_Work task_: Take the lines from the one with "Mark the rubbish" through the end of the material below and repeat them exactly, dropping every picture.

_Data to examine_:
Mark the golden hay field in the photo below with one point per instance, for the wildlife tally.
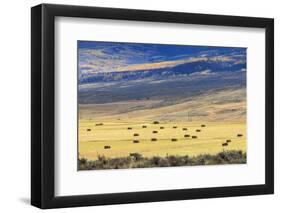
(93, 138)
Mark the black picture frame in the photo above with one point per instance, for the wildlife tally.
(43, 102)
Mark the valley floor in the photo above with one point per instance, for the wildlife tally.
(120, 139)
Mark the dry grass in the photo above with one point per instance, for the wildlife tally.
(116, 135)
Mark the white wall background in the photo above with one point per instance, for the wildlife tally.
(15, 105)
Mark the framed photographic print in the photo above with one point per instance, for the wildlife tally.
(139, 106)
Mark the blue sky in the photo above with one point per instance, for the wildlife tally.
(96, 57)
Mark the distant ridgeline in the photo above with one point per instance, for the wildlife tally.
(205, 66)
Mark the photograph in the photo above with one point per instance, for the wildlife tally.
(144, 105)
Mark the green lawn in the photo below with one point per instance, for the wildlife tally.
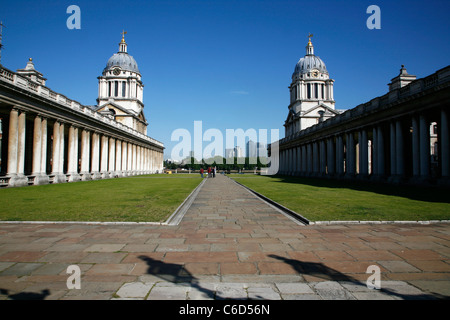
(325, 200)
(150, 198)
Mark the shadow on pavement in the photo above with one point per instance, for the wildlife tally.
(320, 270)
(26, 295)
(174, 273)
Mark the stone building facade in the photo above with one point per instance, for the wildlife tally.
(49, 138)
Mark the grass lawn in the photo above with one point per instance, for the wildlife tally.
(149, 198)
(325, 200)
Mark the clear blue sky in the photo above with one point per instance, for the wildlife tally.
(227, 63)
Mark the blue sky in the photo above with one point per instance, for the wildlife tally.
(226, 63)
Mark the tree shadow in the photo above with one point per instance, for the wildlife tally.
(422, 193)
(26, 295)
(320, 270)
(175, 273)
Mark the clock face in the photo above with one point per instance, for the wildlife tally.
(116, 71)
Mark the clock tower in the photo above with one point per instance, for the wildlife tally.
(311, 93)
(120, 90)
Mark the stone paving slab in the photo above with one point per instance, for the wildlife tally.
(229, 244)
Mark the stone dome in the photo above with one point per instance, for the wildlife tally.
(309, 62)
(122, 60)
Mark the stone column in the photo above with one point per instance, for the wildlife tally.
(16, 142)
(44, 150)
(13, 141)
(95, 156)
(363, 154)
(373, 152)
(61, 152)
(380, 152)
(112, 158)
(85, 155)
(40, 177)
(104, 157)
(309, 158)
(415, 147)
(72, 157)
(316, 163)
(339, 155)
(424, 131)
(21, 144)
(118, 168)
(331, 162)
(445, 144)
(130, 159)
(399, 143)
(124, 159)
(56, 145)
(37, 146)
(323, 159)
(134, 164)
(393, 150)
(351, 155)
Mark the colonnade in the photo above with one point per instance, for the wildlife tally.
(41, 150)
(411, 148)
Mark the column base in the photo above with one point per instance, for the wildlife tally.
(85, 176)
(96, 176)
(73, 177)
(40, 179)
(18, 180)
(57, 178)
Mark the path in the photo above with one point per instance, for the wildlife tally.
(229, 244)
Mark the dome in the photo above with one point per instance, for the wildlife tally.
(122, 60)
(309, 62)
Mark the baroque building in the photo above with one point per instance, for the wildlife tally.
(311, 93)
(402, 136)
(121, 91)
(49, 138)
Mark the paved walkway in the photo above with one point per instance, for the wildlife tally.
(229, 244)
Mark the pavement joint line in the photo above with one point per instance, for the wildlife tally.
(294, 216)
(179, 213)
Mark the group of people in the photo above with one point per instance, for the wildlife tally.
(211, 172)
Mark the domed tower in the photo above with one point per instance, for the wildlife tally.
(311, 90)
(120, 90)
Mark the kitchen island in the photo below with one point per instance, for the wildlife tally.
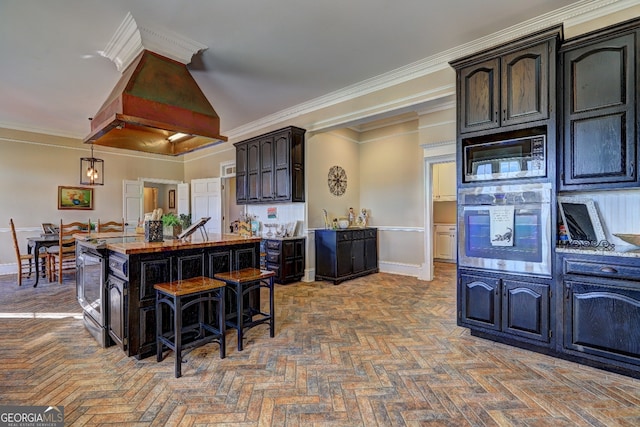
(134, 266)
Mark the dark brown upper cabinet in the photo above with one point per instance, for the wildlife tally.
(509, 85)
(270, 167)
(600, 119)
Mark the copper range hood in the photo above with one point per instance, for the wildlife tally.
(155, 99)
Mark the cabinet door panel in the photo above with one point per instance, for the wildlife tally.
(371, 253)
(604, 160)
(479, 96)
(343, 257)
(253, 171)
(600, 146)
(267, 168)
(525, 82)
(117, 326)
(241, 173)
(480, 302)
(603, 320)
(591, 91)
(526, 309)
(282, 175)
(357, 254)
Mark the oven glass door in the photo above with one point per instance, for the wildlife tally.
(90, 282)
(531, 249)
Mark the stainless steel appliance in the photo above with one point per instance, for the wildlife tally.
(524, 157)
(91, 289)
(529, 248)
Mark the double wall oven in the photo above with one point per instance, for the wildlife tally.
(506, 228)
(91, 291)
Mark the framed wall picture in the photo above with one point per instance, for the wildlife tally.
(75, 198)
(172, 199)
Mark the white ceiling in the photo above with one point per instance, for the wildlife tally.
(263, 56)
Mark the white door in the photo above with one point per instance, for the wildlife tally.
(206, 201)
(183, 199)
(131, 204)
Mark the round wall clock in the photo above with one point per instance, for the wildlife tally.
(337, 181)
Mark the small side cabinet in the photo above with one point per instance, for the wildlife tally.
(285, 258)
(346, 254)
(602, 309)
(600, 141)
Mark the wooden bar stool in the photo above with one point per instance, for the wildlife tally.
(241, 283)
(198, 290)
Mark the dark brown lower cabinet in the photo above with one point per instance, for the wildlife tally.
(285, 258)
(602, 309)
(346, 254)
(506, 306)
(130, 281)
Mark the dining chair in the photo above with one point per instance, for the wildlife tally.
(110, 226)
(49, 228)
(23, 259)
(63, 256)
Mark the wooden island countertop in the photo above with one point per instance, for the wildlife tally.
(132, 243)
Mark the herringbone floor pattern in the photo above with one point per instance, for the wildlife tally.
(383, 350)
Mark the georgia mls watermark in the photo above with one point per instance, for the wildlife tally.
(31, 416)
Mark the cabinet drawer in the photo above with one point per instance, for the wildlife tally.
(119, 267)
(275, 268)
(613, 270)
(358, 234)
(273, 244)
(273, 257)
(344, 235)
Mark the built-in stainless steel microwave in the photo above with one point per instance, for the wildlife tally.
(515, 158)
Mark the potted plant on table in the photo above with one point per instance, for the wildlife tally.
(171, 225)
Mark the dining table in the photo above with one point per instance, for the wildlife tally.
(35, 243)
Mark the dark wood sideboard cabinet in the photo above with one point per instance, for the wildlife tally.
(270, 167)
(285, 258)
(346, 254)
(599, 147)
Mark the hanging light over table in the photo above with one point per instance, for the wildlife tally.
(91, 170)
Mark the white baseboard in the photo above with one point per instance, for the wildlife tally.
(413, 270)
(309, 275)
(8, 269)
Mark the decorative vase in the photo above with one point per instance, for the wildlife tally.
(171, 231)
(153, 231)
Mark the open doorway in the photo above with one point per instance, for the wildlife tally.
(433, 154)
(158, 195)
(231, 210)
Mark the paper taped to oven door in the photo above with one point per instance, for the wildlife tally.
(501, 225)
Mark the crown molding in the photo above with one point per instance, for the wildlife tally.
(130, 40)
(583, 10)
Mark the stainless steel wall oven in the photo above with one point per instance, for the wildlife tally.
(525, 247)
(91, 289)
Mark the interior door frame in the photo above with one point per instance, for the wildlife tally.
(439, 152)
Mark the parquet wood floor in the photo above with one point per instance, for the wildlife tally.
(382, 350)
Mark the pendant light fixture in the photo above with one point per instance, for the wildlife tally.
(91, 170)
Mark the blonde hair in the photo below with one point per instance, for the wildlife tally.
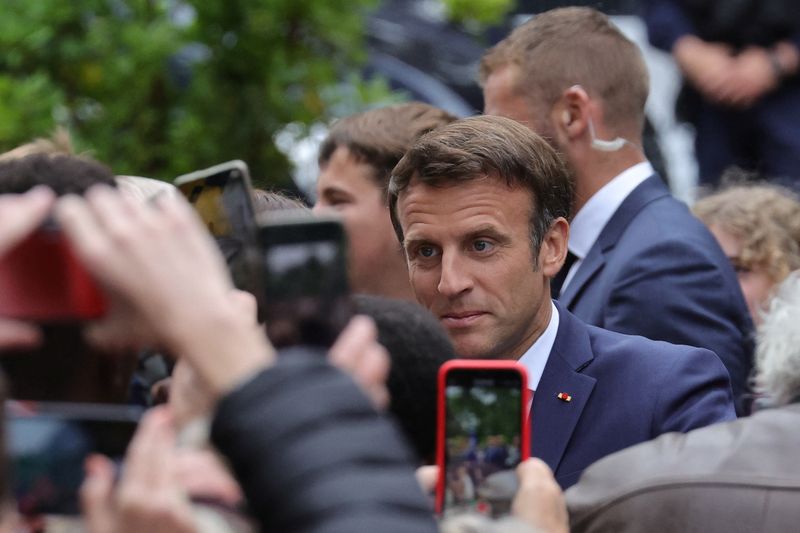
(575, 46)
(59, 143)
(765, 218)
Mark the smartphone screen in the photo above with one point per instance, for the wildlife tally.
(483, 424)
(306, 295)
(221, 195)
(42, 281)
(48, 447)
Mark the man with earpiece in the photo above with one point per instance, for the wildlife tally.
(638, 262)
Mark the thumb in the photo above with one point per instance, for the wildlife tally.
(96, 495)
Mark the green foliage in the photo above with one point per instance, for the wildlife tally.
(478, 12)
(161, 87)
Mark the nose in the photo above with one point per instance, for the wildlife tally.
(455, 278)
(319, 208)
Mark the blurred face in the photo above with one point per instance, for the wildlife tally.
(346, 186)
(502, 99)
(471, 264)
(755, 282)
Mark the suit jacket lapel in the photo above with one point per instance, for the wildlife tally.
(650, 189)
(553, 420)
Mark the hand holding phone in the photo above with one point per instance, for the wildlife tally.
(482, 434)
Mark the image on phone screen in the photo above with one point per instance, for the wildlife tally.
(306, 290)
(48, 448)
(482, 438)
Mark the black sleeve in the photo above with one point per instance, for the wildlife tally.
(312, 455)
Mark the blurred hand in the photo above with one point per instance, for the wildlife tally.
(203, 475)
(167, 283)
(752, 77)
(20, 214)
(427, 477)
(149, 497)
(539, 500)
(707, 66)
(358, 353)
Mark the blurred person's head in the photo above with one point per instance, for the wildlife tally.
(571, 76)
(144, 189)
(758, 228)
(778, 345)
(418, 346)
(64, 174)
(481, 208)
(356, 161)
(266, 201)
(58, 144)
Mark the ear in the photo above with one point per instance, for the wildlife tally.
(572, 113)
(553, 251)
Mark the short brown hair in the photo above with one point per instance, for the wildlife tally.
(489, 146)
(766, 218)
(575, 46)
(380, 137)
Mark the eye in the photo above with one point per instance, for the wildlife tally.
(426, 251)
(482, 245)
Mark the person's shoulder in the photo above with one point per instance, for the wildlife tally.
(637, 354)
(753, 452)
(667, 219)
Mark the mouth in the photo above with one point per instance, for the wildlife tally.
(462, 319)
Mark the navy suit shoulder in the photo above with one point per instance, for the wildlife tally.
(625, 390)
(657, 271)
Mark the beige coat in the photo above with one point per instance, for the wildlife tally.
(738, 476)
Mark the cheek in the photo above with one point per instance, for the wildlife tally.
(423, 283)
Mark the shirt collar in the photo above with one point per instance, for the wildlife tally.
(535, 358)
(595, 214)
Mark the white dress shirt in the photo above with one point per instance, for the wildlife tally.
(535, 358)
(595, 214)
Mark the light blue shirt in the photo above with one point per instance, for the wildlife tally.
(535, 358)
(595, 214)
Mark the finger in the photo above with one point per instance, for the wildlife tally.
(346, 351)
(150, 452)
(96, 495)
(20, 214)
(245, 303)
(15, 334)
(427, 477)
(533, 469)
(88, 241)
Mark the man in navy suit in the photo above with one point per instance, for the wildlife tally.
(480, 207)
(638, 261)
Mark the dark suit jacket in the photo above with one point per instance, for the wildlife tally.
(625, 390)
(656, 271)
(741, 476)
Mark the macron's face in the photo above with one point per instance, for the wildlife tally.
(469, 256)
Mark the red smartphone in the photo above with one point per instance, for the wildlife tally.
(482, 434)
(42, 281)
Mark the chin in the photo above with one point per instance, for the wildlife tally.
(472, 351)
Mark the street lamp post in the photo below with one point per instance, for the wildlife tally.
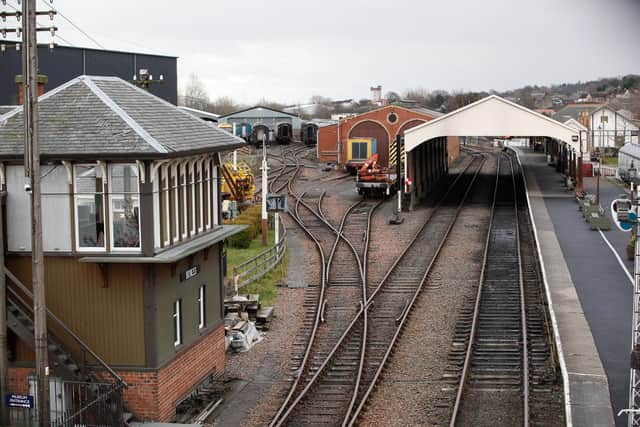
(265, 183)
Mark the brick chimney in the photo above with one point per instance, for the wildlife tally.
(42, 80)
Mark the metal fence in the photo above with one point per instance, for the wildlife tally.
(604, 170)
(253, 269)
(75, 403)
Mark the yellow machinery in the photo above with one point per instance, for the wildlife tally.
(238, 183)
(358, 151)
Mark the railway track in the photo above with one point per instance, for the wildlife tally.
(343, 250)
(502, 356)
(341, 384)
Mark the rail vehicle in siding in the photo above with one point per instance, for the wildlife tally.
(226, 126)
(284, 133)
(373, 180)
(358, 151)
(259, 133)
(243, 130)
(310, 133)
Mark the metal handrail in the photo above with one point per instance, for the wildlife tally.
(276, 253)
(60, 323)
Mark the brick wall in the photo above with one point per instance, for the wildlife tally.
(328, 135)
(18, 383)
(152, 395)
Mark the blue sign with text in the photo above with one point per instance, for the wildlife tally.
(19, 401)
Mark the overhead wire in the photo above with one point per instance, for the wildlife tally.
(66, 18)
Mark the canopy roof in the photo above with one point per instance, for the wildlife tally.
(491, 116)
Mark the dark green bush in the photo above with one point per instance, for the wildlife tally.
(241, 240)
(252, 218)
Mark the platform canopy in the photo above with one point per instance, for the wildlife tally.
(492, 116)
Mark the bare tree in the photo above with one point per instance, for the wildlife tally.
(195, 95)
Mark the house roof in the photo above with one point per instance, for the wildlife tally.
(256, 108)
(109, 117)
(576, 125)
(427, 111)
(572, 111)
(205, 115)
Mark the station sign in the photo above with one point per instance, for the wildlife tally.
(624, 214)
(19, 401)
(190, 273)
(277, 203)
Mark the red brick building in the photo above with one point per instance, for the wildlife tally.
(383, 124)
(133, 251)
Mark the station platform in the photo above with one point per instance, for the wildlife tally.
(591, 294)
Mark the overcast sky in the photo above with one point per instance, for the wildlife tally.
(288, 50)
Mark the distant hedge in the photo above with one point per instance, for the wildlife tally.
(252, 218)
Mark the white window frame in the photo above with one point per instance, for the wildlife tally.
(176, 204)
(75, 211)
(192, 184)
(208, 186)
(165, 170)
(185, 198)
(157, 226)
(177, 322)
(202, 318)
(200, 195)
(216, 196)
(111, 227)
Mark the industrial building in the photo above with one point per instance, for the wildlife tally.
(64, 63)
(382, 124)
(257, 122)
(133, 247)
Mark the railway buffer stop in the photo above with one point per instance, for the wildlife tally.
(585, 384)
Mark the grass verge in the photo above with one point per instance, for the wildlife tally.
(266, 286)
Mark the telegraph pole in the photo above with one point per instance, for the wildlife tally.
(27, 40)
(32, 172)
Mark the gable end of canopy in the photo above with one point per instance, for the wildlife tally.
(492, 116)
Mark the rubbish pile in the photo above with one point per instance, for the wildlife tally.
(244, 321)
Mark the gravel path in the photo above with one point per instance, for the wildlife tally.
(410, 391)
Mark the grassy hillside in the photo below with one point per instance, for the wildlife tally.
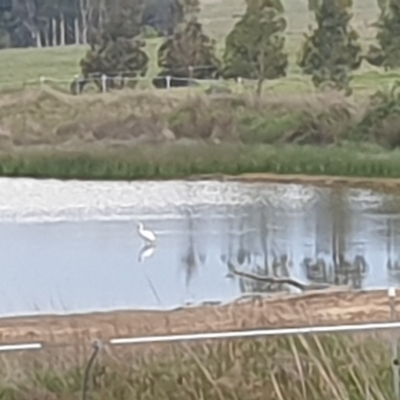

_Your response_:
Mark the rubbish pile in the photo above with one point per instance, for the wildlife tally.
(244, 321)
Mark the gravel path in the photo above with one point per instance, for the wildlife tally.
(410, 391)
Mark the grassy hillside in the photo below with one point per instance, for the wildlife tally.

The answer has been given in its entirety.